▸ **What you should do**:
Reproduce verbatim every line from the one that includes "task | identify every instance of the rainbow" to the closing line of the entries; omit everything before it.
####
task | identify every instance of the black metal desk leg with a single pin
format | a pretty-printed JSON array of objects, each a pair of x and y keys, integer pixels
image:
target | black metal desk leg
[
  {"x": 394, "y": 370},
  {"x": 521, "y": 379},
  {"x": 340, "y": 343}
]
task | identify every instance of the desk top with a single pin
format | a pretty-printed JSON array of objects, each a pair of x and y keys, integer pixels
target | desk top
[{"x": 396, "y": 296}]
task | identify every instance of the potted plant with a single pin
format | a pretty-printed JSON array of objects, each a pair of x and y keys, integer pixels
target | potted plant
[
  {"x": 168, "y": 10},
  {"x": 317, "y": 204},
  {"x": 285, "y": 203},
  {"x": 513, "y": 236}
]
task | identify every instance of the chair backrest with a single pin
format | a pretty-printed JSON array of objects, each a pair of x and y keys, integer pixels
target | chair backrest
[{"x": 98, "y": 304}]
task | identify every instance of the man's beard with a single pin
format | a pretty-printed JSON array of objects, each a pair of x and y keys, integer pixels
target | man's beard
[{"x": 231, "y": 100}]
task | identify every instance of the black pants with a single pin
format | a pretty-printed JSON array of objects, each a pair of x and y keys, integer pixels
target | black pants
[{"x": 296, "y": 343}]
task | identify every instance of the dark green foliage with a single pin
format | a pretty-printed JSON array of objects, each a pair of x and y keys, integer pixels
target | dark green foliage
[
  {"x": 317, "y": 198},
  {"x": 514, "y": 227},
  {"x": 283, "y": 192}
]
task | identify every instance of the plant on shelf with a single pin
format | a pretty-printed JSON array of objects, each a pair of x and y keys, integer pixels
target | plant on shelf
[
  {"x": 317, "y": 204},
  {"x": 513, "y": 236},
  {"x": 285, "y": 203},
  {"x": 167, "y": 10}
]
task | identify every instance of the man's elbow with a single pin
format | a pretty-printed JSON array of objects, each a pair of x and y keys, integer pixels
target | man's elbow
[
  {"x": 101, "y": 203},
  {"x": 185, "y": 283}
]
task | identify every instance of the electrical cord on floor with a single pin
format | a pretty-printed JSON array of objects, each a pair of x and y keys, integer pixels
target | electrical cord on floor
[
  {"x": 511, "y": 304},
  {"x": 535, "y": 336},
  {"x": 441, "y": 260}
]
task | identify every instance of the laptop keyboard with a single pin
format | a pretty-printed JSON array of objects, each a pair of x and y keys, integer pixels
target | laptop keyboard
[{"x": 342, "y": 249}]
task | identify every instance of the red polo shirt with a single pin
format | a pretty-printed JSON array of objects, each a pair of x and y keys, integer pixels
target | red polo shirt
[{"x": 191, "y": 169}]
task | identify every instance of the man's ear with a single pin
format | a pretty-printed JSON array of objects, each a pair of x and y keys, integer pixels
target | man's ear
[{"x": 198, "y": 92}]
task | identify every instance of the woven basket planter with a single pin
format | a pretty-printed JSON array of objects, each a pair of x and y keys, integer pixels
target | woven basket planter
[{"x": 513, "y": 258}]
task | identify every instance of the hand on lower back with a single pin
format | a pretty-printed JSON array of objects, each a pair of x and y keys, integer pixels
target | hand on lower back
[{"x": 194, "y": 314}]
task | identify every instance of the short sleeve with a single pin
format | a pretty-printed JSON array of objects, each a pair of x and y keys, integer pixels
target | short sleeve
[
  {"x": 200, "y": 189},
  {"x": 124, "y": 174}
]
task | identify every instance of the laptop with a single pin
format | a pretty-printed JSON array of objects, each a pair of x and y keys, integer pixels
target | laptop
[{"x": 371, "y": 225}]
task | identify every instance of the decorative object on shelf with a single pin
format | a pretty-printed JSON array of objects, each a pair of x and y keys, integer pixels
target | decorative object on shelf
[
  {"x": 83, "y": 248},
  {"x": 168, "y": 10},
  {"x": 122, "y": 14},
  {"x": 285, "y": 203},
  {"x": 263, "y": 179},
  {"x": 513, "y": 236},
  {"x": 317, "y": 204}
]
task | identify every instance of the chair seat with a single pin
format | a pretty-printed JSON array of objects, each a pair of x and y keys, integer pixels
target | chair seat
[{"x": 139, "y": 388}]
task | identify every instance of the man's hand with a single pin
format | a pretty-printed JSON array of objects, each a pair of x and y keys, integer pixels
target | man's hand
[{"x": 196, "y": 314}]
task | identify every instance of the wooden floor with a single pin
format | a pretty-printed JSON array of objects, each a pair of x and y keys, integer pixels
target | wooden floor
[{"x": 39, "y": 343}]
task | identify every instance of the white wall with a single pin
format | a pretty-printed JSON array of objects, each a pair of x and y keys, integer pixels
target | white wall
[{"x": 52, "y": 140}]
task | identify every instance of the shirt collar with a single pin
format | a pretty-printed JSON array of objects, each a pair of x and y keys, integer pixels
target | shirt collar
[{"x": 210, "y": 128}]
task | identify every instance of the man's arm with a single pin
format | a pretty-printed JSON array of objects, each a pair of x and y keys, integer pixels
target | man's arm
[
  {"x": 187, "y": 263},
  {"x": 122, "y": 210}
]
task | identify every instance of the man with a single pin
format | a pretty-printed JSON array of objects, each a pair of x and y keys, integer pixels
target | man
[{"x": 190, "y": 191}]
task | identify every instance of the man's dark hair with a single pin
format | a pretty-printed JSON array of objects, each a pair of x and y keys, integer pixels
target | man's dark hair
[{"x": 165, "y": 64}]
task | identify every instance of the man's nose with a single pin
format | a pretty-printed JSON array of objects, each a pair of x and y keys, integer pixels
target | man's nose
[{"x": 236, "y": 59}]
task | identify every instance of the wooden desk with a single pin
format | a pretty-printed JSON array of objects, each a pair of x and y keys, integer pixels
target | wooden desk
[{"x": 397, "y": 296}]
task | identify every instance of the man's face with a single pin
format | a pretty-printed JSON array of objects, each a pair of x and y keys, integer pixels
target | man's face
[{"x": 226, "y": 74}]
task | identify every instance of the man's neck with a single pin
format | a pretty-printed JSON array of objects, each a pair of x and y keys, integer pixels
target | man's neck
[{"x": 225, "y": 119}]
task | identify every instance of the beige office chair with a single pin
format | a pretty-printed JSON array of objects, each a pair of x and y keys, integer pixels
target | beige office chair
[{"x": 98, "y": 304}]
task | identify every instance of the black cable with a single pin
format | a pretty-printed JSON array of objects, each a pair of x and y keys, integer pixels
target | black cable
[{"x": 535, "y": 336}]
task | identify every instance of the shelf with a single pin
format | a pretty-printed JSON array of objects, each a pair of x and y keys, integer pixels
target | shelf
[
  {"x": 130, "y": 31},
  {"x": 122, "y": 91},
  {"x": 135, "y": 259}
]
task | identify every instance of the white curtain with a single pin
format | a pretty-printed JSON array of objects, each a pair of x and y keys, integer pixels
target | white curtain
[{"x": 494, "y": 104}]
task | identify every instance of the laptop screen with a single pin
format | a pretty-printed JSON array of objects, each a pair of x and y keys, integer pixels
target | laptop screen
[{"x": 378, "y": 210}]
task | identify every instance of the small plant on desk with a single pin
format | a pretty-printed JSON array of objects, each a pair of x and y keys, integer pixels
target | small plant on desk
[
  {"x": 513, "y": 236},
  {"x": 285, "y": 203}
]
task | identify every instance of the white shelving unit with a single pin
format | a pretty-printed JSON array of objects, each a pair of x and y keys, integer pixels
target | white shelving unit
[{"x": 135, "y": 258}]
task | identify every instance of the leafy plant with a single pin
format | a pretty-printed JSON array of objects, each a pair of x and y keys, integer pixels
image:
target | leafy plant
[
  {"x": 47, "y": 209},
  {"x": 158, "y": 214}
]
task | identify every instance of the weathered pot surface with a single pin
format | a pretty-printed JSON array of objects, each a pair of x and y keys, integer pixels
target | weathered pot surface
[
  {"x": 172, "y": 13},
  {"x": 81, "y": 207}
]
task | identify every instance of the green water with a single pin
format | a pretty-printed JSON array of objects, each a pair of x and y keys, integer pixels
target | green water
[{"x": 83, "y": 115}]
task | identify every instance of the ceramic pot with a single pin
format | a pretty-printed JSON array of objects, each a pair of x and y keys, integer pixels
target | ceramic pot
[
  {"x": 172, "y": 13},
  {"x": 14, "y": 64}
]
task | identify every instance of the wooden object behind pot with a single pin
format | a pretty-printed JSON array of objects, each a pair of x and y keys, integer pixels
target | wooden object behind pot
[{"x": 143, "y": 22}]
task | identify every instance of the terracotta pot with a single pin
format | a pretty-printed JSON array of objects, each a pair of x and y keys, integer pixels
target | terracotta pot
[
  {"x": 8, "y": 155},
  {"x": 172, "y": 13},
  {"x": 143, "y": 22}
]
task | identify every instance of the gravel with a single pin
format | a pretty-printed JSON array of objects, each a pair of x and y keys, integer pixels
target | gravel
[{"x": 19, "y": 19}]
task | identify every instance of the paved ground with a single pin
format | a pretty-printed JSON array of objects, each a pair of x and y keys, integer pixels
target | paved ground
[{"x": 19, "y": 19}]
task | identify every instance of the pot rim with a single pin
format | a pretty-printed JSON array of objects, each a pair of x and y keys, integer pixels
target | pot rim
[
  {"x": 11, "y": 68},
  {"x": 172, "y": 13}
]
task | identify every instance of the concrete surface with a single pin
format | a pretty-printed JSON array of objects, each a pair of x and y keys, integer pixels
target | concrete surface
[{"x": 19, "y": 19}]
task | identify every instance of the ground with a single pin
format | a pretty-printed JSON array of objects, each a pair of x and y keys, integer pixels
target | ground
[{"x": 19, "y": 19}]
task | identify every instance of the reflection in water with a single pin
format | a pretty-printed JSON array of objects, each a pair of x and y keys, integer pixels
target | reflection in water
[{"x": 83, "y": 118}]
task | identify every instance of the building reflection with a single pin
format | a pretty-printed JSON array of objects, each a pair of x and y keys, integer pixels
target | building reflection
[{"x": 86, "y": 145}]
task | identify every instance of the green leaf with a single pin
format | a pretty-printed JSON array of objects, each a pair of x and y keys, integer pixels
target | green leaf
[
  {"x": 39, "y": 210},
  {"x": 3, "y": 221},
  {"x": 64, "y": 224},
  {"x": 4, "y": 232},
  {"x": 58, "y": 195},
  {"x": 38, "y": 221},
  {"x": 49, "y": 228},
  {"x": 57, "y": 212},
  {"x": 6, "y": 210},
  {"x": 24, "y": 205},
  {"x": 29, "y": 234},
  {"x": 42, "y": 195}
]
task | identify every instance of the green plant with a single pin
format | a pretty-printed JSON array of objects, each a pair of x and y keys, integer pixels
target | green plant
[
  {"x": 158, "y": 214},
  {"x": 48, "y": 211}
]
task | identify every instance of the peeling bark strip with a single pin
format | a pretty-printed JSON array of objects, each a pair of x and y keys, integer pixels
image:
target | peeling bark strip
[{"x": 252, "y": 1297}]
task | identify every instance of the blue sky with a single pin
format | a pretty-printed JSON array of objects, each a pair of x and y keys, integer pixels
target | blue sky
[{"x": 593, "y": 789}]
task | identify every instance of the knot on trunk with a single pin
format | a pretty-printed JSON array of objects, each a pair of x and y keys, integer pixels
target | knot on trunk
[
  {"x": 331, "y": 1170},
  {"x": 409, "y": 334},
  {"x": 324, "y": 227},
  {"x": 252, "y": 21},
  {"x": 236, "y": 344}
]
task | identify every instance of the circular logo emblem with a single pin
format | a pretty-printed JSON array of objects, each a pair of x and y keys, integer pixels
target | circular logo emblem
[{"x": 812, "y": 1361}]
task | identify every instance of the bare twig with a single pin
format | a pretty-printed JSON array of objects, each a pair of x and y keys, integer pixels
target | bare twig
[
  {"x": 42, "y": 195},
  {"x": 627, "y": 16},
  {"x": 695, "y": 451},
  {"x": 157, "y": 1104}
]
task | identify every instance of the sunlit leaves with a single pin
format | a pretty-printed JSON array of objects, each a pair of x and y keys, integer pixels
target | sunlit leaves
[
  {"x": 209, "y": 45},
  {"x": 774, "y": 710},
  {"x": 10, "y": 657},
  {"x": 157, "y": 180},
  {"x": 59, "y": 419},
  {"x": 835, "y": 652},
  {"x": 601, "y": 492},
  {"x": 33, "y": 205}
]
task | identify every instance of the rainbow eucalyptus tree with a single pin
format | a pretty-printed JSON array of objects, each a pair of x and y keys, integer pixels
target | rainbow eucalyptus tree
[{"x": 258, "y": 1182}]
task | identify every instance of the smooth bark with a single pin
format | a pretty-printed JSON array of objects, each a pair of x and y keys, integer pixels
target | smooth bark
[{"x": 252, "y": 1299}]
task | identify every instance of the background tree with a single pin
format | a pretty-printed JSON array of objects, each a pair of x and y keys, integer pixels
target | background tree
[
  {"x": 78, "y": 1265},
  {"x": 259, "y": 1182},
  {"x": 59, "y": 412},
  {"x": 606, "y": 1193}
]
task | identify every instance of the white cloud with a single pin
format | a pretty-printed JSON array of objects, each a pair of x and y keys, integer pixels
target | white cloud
####
▸ **Solved problem**:
task | identify every instance of the rainbow eucalyptus tree with a single pin
format | a pretty-printed JSON array of objects, each a pair of x and y keys, integer pixels
target | rainbow eucalyptus tree
[{"x": 258, "y": 1182}]
task | identify every instance of the smooth bark with a single pin
format | a pretty-printed JSON array of objects, each a pair of x and y keys, integer pixels
target | smooth bark
[{"x": 252, "y": 1299}]
task | identify every instance of the background tree with a single pin
format | a pretty-printed JSON array of objects, each a pair of x and y keys, integer pixels
target | background tree
[
  {"x": 78, "y": 1265},
  {"x": 259, "y": 1182},
  {"x": 59, "y": 412},
  {"x": 606, "y": 1193}
]
task | identify every instance of the white cloud with a single pin
format | a pretty-printed JSON array of objects, each a pair of x and y keys, integer pixels
target | white cloud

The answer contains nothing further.